## DOCUMENT SEGMENT:

The claim that Byron was bipolar is common enough that it probably ought to be acknowledged in the article, as it has been. But it would be nice to have a better citation than 'many people'. I've come across plenty of sources that claim him in passing as bipolar, but one that actually presents arguments rather than treating it as a given would be preferable. --Calair 05:14, 12 April 2006 (UTC)
BTW, anybody here read Finnish? --Calair 05:29, 12 April 2006 (UTC)
Accent
Please excuse, gentlemen, but are there any veritable descriptions of Lord Byron's voice? I assume that his accent was predominately Scottish.--Anglius 20:05, 13 May 2006 (UTC)
Anglius, there's an article here that makes mention of Byron's accent, with an apparent instance of him being rather offended when it was suggested to him that he sounded slightly scotch. :http://englishhistory.net/byron/moorebyron.html Bazarov 23:59, 16 May 2006
- I thank you, Mr. Bazarov.-Anglius 20:57, 19 May 2006 (UTC)
BBC versus Wikipedia
I am watching Byron the television serie at the moment. I see an enormous difference in the tone between this article and the television serie. The Wikipedia article gives a slight notice of Byron as a rebel. But what does it mean with it? Byron the television serie gives an image of a rebel who would be considered as vile even today (Something i regard as very positive). Why is this article so idiotically worthy?--Daanschr 20:46, 4 July 2006 (UTC)

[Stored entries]
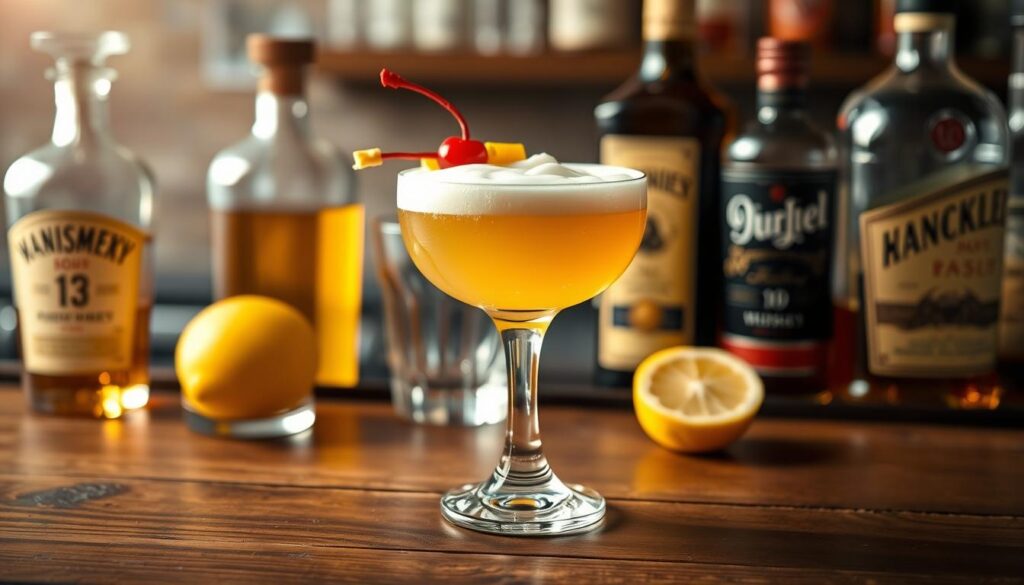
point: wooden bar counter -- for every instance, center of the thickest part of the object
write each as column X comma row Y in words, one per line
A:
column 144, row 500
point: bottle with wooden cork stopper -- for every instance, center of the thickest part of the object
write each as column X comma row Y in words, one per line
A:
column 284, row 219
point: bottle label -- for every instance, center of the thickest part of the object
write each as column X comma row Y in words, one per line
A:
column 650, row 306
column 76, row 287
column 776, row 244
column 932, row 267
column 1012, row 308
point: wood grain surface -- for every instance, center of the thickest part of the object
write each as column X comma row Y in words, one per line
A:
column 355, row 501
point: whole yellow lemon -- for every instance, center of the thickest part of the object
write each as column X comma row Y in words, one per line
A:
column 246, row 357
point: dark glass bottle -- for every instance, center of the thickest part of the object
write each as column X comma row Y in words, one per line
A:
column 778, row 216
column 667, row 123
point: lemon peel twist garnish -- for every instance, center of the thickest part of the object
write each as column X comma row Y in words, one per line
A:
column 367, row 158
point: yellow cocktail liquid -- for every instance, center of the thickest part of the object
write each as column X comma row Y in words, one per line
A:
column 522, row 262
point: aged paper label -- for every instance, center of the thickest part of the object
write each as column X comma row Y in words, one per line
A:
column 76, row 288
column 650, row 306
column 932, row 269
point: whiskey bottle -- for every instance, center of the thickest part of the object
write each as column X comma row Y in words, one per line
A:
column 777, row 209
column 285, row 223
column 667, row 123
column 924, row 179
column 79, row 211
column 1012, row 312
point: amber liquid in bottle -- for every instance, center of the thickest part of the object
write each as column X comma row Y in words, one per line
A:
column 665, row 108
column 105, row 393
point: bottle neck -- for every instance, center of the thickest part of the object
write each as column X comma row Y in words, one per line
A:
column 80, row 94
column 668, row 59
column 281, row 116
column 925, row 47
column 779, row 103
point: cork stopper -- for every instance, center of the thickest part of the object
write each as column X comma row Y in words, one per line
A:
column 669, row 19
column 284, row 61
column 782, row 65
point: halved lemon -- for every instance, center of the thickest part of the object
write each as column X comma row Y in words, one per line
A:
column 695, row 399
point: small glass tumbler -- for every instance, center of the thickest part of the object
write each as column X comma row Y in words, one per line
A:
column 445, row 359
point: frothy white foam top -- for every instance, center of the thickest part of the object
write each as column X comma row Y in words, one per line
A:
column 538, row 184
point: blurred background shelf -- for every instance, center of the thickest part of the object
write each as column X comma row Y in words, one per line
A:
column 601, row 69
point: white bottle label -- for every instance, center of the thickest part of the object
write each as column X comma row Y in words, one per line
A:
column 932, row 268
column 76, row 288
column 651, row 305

* * *

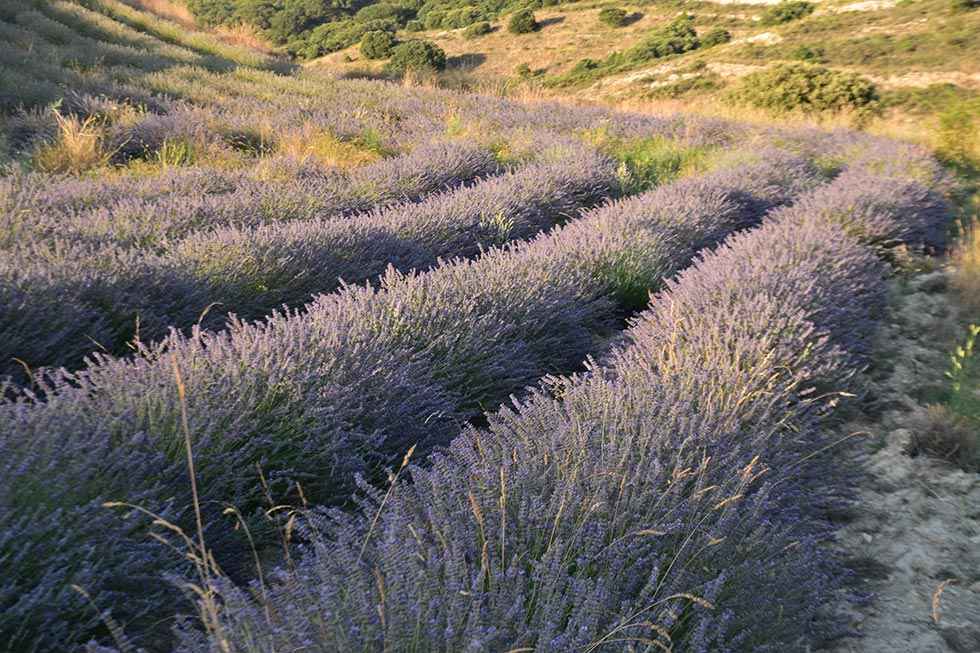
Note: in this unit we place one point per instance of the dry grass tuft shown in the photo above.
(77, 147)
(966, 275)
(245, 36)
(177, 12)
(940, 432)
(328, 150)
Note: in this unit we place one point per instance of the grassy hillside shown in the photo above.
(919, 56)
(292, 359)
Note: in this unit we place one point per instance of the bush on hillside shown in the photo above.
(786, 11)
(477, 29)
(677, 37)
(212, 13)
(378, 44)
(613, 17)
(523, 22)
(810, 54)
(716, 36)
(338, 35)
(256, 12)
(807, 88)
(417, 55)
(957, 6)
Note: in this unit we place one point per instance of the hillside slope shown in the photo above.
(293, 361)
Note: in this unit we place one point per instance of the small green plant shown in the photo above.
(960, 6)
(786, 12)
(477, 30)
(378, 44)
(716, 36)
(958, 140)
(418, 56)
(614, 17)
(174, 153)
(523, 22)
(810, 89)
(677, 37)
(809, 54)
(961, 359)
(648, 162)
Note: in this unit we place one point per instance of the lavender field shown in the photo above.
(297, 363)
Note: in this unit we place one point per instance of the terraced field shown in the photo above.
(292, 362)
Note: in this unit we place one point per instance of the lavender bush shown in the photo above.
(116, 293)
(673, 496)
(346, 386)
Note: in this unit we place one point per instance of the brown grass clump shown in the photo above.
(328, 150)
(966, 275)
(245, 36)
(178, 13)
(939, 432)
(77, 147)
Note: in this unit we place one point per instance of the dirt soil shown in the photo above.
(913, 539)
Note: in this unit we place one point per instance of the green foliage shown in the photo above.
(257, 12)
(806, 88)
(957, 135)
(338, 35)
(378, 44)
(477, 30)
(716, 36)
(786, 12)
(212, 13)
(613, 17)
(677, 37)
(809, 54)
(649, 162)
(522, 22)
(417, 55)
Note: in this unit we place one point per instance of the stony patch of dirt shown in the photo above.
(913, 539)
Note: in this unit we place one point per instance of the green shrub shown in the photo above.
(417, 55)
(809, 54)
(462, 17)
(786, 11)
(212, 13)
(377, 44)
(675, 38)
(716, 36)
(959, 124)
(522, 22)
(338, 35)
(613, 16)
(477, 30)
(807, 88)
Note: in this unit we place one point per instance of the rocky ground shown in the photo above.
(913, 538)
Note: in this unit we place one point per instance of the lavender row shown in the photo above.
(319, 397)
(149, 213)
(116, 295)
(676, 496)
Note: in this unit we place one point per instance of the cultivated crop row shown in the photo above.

## PROBLEMS AND TASKS:
1) Copy the part of the Byron discussion starting at "Anglius, there's an" and ending at "July 2006 (UTC)".
2) Decide whether each statement agrees with the Byron discussion, answering yes or no and quoting the words that settle it: (a) Calair would prefer a source that argues the bipolar claim instead of taking it for granted. (b) Anglius assumed Byron's accent was mostly English. (c) According to Bazarov, the linked article describes Byron as pleased when told he sounded slightly Scotch.
3) In the Byron discussion, which language did Calair ask whether anyone could read?
These lines stand apart from the Byron discussion as separate material.

## SOLVED PROBLEMS:
1)
Anglius, there's an article here that makes mention of Byron's accent, with an apparent instance of him being rather offended when it was suggested to him that he sounded slightly scotch. :http://englishhistory.net/byron/moorebyron.html Bazarov 23:59, 16 May 2006
- I thank you, Mr. Bazarov.-Anglius 20:57, 19 May 2006 (UTC)
BBC versus Wikipedia
I am watching Byron the television serie at the moment. I see an enormous difference in the tone between this article and the television serie. The Wikipedia article gives a slight notice of Byron as a rebel. But what does it mean with it? Byron the television serie gives an image of a rebel who would be considered as vile even today (Something i regard as very positive). Why is this article so idiotically worthy?--Daanschr 20:46, 4 July 2006 (UTC)

2)
(a) Yes: "one that actually presents arguments rather than treating it as a given would be preferable"
(b) No: "I assume that his accent was predominately Scottish."
(c) No: "with an apparent instance of him being rather offended when it was suggested to him that he sounded slightly scotch"

3) Finnish.